(What is needed): Print out each entry below exactly, please.
* BEGIN The data *
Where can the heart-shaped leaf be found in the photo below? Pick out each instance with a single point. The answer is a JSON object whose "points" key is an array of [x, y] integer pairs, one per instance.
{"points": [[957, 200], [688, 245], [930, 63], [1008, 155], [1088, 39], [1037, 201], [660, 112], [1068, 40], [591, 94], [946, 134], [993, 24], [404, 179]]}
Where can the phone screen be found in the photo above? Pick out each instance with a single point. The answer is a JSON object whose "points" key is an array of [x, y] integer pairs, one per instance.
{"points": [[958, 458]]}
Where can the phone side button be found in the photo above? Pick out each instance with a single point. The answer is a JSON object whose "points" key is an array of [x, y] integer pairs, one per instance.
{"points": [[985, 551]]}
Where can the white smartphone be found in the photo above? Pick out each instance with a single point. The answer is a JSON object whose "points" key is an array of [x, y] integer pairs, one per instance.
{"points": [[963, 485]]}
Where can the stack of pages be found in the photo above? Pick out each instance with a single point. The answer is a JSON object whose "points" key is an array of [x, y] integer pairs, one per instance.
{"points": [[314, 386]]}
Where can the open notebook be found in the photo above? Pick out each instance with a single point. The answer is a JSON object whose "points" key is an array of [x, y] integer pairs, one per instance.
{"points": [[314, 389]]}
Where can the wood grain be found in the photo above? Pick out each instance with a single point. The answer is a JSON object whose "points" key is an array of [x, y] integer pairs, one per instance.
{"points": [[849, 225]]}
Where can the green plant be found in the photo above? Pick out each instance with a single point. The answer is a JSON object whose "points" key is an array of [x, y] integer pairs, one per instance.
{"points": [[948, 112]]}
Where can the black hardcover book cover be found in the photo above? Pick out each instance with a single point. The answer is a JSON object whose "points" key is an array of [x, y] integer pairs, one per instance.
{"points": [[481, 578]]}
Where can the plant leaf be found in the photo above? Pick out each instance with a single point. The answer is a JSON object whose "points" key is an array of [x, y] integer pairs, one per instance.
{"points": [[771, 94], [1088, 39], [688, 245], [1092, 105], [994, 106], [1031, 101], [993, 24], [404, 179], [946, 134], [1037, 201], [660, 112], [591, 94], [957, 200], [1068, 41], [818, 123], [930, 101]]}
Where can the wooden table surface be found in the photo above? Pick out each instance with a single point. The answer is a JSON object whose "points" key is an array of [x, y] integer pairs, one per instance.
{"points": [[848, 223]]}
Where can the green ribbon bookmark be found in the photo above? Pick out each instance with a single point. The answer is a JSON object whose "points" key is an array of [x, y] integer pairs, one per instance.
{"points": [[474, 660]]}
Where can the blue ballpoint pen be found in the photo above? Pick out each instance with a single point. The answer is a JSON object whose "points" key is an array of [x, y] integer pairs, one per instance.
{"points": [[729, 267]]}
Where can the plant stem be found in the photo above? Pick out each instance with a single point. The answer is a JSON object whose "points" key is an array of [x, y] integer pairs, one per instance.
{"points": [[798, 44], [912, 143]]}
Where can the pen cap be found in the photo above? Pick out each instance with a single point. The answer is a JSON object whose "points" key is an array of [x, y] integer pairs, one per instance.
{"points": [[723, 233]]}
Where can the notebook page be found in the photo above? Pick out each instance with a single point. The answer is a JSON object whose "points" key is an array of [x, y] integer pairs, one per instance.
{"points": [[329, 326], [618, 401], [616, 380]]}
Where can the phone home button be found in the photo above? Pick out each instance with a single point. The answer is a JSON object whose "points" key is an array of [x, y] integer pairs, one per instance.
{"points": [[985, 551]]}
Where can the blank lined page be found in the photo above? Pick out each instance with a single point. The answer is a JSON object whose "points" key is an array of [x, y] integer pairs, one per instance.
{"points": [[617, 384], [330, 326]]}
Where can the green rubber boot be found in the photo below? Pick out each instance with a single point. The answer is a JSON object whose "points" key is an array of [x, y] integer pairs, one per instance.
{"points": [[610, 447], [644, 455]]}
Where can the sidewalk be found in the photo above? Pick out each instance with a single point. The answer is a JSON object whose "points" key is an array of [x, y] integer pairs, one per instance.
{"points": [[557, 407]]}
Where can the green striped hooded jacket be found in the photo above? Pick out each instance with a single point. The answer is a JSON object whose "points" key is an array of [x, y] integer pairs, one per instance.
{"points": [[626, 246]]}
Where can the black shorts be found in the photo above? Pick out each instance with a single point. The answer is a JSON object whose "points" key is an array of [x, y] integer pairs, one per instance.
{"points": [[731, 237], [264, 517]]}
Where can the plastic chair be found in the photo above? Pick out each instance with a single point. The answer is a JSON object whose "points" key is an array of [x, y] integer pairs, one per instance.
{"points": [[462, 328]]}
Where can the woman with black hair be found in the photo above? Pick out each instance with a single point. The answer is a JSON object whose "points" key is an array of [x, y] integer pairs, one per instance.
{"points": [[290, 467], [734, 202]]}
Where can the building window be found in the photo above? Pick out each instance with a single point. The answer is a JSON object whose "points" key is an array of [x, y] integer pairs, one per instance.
* END The data *
(Task result):
Where can the heart-shaped leaf be found in the photo below? Pick out each instance with a single point. The answer is a JSON object whose "points" key is an array of [x, y] integer pairs, one per instance.
{"points": [[957, 200], [688, 245], [930, 63], [1008, 155], [1088, 39], [1037, 201], [660, 112], [1068, 40], [591, 94], [946, 134], [993, 24], [404, 179]]}
Where can the phone screen be found in the photo above? Pick out each instance with a single point. The answer is a JSON object whose "points" key is an array of [x, y] integer pairs, one per instance.
{"points": [[958, 458]]}
Where can the phone side button be found in the photo above? Pick out each instance with a single point. The answer is a JSON object whose "points" key is an array of [x, y] integer pairs, one per instance.
{"points": [[985, 551]]}
Where can the white smartphone be found in the photo above? Pick out each instance with a single point. The answer is a JSON object whose "points" key is an array of [x, y] integer pairs, one per instance.
{"points": [[963, 485]]}
Where can the stack of pages be found in the photo above? Pick out each instance with a single point. The answer is a JSON object whose "points" key is an array of [x, y] integer pairs, one per instance.
{"points": [[314, 386]]}
Where can the open notebook be found in the photo above? Pick out each instance with a single point. The answer is a JSON object whose "points" key is an array of [x, y] integer pairs, one per instance.
{"points": [[314, 389]]}
Where can the wood grain be found in the photo above? Pick out each instance with a single point. The answer is a JSON object whose "points" key is an array of [x, y] integer pairs, one per instance.
{"points": [[849, 225]]}
Where can the green plant be found in the photo above? Pick out each instance with a single point. The answer is a JSON object whose "points" key is an array of [x, y] integer pairs, one per instance.
{"points": [[948, 112]]}
Where can the black hardcover book cover be found in the photo above? Pick out each instance with a single point. The answer is a JSON object whose "points" key is an array of [x, y] integer pairs, one per instance.
{"points": [[481, 578]]}
Where can the plant leaf be found in the photo above? Pick out each instance with a single point. The answer is a JSON object whose "points" key is an array of [x, y] integer pairs, one per instance.
{"points": [[771, 94], [1088, 39], [688, 245], [1092, 105], [994, 106], [1031, 101], [993, 24], [404, 179], [946, 134], [1037, 201], [660, 112], [591, 94], [957, 200], [1068, 41], [818, 123], [930, 101]]}
Where can the wooden table surface be found in the photo above? Pick out each instance with a single point. The answer is a JSON object whose "points" key is an array of [x, y] integer pairs, one per instance.
{"points": [[848, 223]]}
Where can the green ribbon bookmark be found in the photo above? Pick out each instance with a single point. The answer is a JSON object whose "points" key is an array of [x, y] integer pairs, one per instance.
{"points": [[474, 660]]}
Where can the blue ballpoint pen be found in the photo above? Pick out each instance with a single point. The answer is a JSON object whose "points" key is an array of [x, y] integer pairs, one per instance.
{"points": [[729, 267]]}
Where can the plant stem be found in the photo above? Pick out each instance with a single point. The answer is a JSON object whose "points" key is an array of [x, y] integer pairs, one per instance.
{"points": [[798, 44], [912, 143]]}
Where can the pen cap be found in the photo above? Pick out each instance with a single point. The answer is a JSON object whose "points" key is an array of [x, y] integer pairs, one per instance.
{"points": [[723, 233]]}
Where can the notebook page be found in the photo above? Pick out each instance with a single point. The answer is a JSON object whose "points" key is an array of [x, y] integer pairs, one per instance.
{"points": [[329, 326], [618, 401], [616, 380]]}
Where can the phone home button be found in the photo above? Pick out each instance with a single point. The answer is a JSON object whose "points" key is an array of [x, y] integer pairs, one per instance.
{"points": [[985, 551]]}
Where can the blank lined page be found in the photo above? Pick out each instance with a single point. The answer is a JSON object whose "points" key is an array of [x, y] integer pairs, one per instance.
{"points": [[617, 384], [330, 326]]}
Where can the green rubber boot be found in the photo below? Pick out each instance with a single point. The answer is a JSON object whose "points" key is an array of [x, y] integer pairs, one per instance.
{"points": [[610, 447], [644, 455]]}
Where can the sidewalk be found in the photo above? Pick out each instance with a single point. The answer is a JSON object whose "points" key is an array of [x, y] integer pairs, one per instance.
{"points": [[557, 407]]}
Where can the green striped hooded jacket be found in the photo above? Pick out each instance with a single point. The answer is a JSON object whose "points" key is an array of [x, y] integer pairs, one per instance.
{"points": [[626, 246]]}
Where can the black shorts be found in the photo above? Pick out each instance with a single point. The answer is a JSON object whose "points" key is an array of [x, y] integer pairs, one per instance.
{"points": [[731, 237], [264, 517]]}
Where can the plastic chair be found in the photo above? Pick out each instance with a single point. The answer is a JSON object whose "points" key is an array of [x, y] integer pairs, one per instance.
{"points": [[462, 328]]}
Where can the woman with black hair be found in the photo above? Pick out each instance with a single point. The answer is a JSON object whose "points" key is an array of [x, y] integer pairs, one per instance.
{"points": [[290, 467], [734, 202]]}
Where can the building window be found in the photo above? Pick out each instance with a single point. The answer is a JSON object whose "points" key is an array of [x, y] integer pairs, one per instance.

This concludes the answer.